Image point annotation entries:
* begin *
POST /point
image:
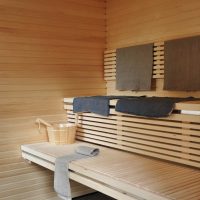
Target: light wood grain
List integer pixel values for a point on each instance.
(48, 50)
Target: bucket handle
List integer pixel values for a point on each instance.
(76, 119)
(40, 121)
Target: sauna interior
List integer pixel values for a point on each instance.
(54, 50)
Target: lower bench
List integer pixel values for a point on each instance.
(122, 175)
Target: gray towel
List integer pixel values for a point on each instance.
(61, 176)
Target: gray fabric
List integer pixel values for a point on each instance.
(94, 196)
(182, 64)
(149, 106)
(94, 104)
(134, 67)
(61, 177)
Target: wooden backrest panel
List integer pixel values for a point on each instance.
(175, 138)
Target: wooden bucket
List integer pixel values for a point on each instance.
(59, 133)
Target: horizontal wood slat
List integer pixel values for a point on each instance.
(158, 63)
(175, 138)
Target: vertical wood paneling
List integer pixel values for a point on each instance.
(48, 50)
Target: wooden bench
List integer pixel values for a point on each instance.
(168, 164)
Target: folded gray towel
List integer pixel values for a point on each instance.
(61, 176)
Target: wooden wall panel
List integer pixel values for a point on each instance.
(48, 50)
(133, 22)
(142, 21)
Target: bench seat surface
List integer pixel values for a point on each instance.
(138, 175)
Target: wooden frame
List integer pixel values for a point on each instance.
(125, 177)
(175, 138)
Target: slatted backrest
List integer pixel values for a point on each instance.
(175, 138)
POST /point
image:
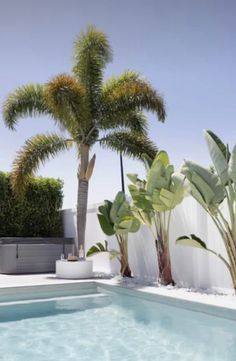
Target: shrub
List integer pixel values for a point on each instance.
(35, 215)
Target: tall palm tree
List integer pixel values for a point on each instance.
(89, 110)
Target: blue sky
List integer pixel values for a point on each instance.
(185, 48)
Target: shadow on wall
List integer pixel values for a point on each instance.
(192, 267)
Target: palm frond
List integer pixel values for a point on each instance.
(131, 92)
(131, 120)
(66, 97)
(35, 151)
(129, 143)
(91, 54)
(26, 101)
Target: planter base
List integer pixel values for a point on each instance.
(74, 270)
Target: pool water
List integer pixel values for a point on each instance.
(112, 328)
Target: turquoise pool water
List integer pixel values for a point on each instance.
(112, 328)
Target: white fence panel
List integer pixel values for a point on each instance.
(191, 267)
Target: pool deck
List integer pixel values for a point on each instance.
(226, 300)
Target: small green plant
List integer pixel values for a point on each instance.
(116, 218)
(153, 201)
(210, 187)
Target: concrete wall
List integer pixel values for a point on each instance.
(31, 255)
(191, 267)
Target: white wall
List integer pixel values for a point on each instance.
(191, 267)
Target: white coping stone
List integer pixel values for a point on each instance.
(74, 270)
(223, 300)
* end *
DIRECTIONS
Please rewrite the records above with "integer pixel values" changed to "whole-number pixel coordinates" wherever it occurs, keeping everything else the same. Omit the pictures from your answer.

EXERCISE ANSWER
POST /point
image:
Target: light wood grain
List whole-number pixel coordinates for a point on each instance.
(48, 50)
Target: bucket handle
List whole-number pixel coordinates for a point on each instance.
(76, 119)
(40, 121)
Target: sauna interior
List whole-number pixel coordinates for a point on each instance.
(54, 50)
Target: lower bench
List whole-number pixel coordinates for a point on each instance.
(122, 175)
Target: gray towel
List whole-number pixel coordinates for a point on each instance.
(61, 176)
Target: gray fabric
List whole-number pixel coordinates for a point on each instance.
(94, 196)
(182, 64)
(149, 106)
(94, 104)
(134, 67)
(61, 177)
Target: wooden backrest panel
List whole-number pixel coordinates for a point on each instance.
(175, 138)
Target: wooden bucket
List whole-number pixel coordinates for a point on each instance.
(59, 133)
Target: horizontal wood slat
List whole-number pixel coordinates for a point on each instance.
(158, 63)
(175, 138)
Target: vertical wood paneling
List whole-number pixel coordinates for a point on each instance.
(48, 50)
Target: wooden bench
List whole-number pixel coordinates for a point on each instance.
(168, 164)
Target: folded gray towel
List whole-number pixel coordinates for a point on each instance.
(61, 176)
Target: wooden wall panel
List whole-number pixel coordinates for a point on each instance.
(48, 50)
(133, 22)
(142, 21)
Target: bench seat surface
List whole-number pixel coordinates for a point on each instance.
(138, 175)
Target: wooden frame
List whole-number pixel coordinates for a point on each instance.
(125, 177)
(175, 138)
Target: slatted backrest
List whole-number pixel coordinates for a point on each instance.
(175, 138)
POST /point
image:
Target: shrub
List whole-number pixel coordinates for a point on each instance.
(35, 215)
Target: tall palm tree
List whole-number pixel coordinates for a point on each instance.
(89, 110)
Target: blue sky
List whole-number pixel coordinates for a point on each instance.
(185, 48)
Target: shadow on wall
List whole-number pixel coordinates for a point on each instance.
(192, 267)
Target: palm frond
List whole-number pixel coordinates for a point on each instance.
(131, 92)
(131, 120)
(66, 97)
(35, 151)
(129, 143)
(91, 54)
(26, 101)
Target: planter base
List whole-number pixel coordinates for a point on each instance.
(74, 270)
Target: pool water
List whole-number pixel coordinates for a point on each instance.
(112, 328)
Target: turquoise pool water
List whole-number pixel coordinates for a point on each instance.
(112, 328)
Target: white fence panel
List whole-number pixel coordinates for a point on each instance.
(191, 267)
Target: pool deck
List whole-number pixel coordinates for a point on each instance.
(226, 300)
Target: small green plant
List whole-number pixel coordinates for a point on each instance.
(116, 218)
(153, 201)
(210, 187)
Target: concrete wall
List whole-number pixel coordinates for a point on each instance.
(31, 255)
(191, 267)
Target: white wall
List whole-number pixel coordinates for a point on each instance.
(191, 267)
Target: white coping stone
List whole-number pixel coordinates for a point on each instance.
(74, 270)
(223, 300)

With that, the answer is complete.